-- Document extract --
-*-*-
How SMA Is Diagnosed
SMA is confirmed through genetic testing that looks for a missing or mutated SMN1 gene. This test catches roughly 95% of cases. Increasingly, SMA is being detected before any symptoms appear through newborn screening programs. As of mid-2024, about 64% of newborns in the EU are screened for SMA at birth, and screening is expanding in the U.S. and other countries.
Early detection matters enormously. Clinical trials have shown that infants treated before six weeks of age achieve significantly better motor milestones than those treated later. Pre-symptomatic infants with milder genetic profiles who receive treatment have reached motor milestones similar to healthy infants, something that would have been unthinkable before modern therapies existed. The ideal window for starting treatment is within the first two weeks of life.
Treatments That Have Changed the Outlook
Three disease-modifying therapies have been approved by the FDA, and they have fundamentally altered what SMA means for many families. None of them cure SMA, but they can slow progression, preserve motor function, and in some cases help patients gain abilities they would never have developed otherwise.
The first approach works by helping the backup gene (SMN2) produce more functional protein. One version is given as a spinal injection every four months, and another is taken as a daily oral liquid. The third treatment is a one-time gene therapy delivered through an IV. It introduces a working copy of the SMN1 gene into the body. All three have improved survival rates, reduced the need for ventilators, and enabled patients to hit motor milestones that were previously out of reach.
For children under two with Type 1 SMA, treatment has shown improved survival compared to no treatment. The results are most dramatic when therapy begins before symptoms appear, which is why newborn screening has become such a priority. Treatment is now being offered across all types and ages, though the greatest benefit comes with the earliest intervention.
Newer therapies are also being studied that target the muscles directly rather than the underlying gene problem. One drug currently in clinical trials works by blocking a natural process that limits muscle growth. In a trial of 188 patients aged 2 to 21 with Type 2 or Type 3 SMA, children aged 2 to 12 who received the drug showed statistically significant improvements in motor function scores compared to placebo. These muscle-directed treatments are being developed as potential add-on therapies alongside existing gene-based treatments.
Long-Term Outlook by Type
The prognosis for SMA has shifted dramatically in the past decade. For Type 1, the natural course without treatment historically meant death or permanent ventilation within the first two years. With modern therapies started early, many of these children are surviving longer and gaining motor skills. However, outcomes still vary, and children who begin treatment after significant motor neuron loss has already occurred may see less benefit.
Types 2 and 3 carry a more favorable long-term outlook. Type 3 patients typically have a normal lifespan, and many remain ambulatory well into adulthood, especially with ongoing physical therapy and, increasingly, disease-modifying treatment. Type 2 patients face more variability but generally live into adulthood, with respiratory health being the most important factor to manage over time.
Type 4 has the least impact on life expectancy and daily function. Many adults with Type 4 SMA are diagnosed after years of mild symptoms and may not require significant intervention beyond physical therapy and monitoring.
Because treatments are so new, the long-term trajectory for children diagnosed through newborn screening and treated pre-symptomatically is still being mapped. What’s clear is that these children are developing in ways that don’t fit the old classification system at all, creating entirely new patterns of the disease that doctors are still learning to describe.
-*-*-
-- Instructions for the task --
Answer these questions from the SMA overview:
(a) As of mid-2024, about what share of newborns in the EU were screened for SMA at birth?
(b) How often is the spinal injection that helps SMN2 produce more functional protein given?
(c) How many patients took part in the trial of the drug that blocks a natural process limiting muscle growth?

-- Input data --
-*-*-
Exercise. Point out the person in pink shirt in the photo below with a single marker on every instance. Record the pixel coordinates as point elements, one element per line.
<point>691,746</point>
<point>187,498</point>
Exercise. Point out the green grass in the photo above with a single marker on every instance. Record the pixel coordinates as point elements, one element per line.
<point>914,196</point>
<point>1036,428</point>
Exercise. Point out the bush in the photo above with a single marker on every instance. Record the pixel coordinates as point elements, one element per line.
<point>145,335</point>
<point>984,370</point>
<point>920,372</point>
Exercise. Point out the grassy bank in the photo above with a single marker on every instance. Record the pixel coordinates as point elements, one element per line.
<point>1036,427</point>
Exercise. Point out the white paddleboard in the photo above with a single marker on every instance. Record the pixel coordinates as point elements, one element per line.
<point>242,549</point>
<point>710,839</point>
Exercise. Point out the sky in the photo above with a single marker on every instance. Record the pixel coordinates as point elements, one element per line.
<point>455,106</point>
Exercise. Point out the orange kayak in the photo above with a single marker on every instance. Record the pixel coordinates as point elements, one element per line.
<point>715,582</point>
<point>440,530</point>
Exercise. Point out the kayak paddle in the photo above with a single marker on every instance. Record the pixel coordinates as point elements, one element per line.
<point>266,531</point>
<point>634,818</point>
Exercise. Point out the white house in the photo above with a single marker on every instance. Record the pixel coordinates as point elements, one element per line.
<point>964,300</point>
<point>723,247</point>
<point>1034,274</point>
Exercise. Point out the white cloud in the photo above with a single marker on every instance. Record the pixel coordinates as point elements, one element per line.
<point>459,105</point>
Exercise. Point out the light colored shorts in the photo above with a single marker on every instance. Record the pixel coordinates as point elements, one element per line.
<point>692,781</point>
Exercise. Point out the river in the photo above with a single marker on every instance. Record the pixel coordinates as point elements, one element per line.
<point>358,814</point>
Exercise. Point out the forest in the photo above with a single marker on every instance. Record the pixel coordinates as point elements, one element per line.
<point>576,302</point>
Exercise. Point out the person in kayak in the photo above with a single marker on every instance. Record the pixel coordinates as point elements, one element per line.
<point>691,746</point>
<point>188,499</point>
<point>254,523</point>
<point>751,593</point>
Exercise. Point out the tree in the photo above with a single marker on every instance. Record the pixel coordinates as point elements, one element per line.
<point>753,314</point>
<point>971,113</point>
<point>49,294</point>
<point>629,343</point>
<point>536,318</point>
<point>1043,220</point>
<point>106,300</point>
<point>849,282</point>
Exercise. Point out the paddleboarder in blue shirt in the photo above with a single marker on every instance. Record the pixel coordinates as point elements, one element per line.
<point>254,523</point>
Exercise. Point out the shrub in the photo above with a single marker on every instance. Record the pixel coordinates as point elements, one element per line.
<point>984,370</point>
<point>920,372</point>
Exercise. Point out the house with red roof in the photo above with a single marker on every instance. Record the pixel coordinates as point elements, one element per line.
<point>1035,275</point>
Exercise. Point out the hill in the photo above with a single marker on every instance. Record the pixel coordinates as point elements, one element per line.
-*-*-
-- Task output --
(a) About 64%.
(b) Every four months.
(c) 188 patients.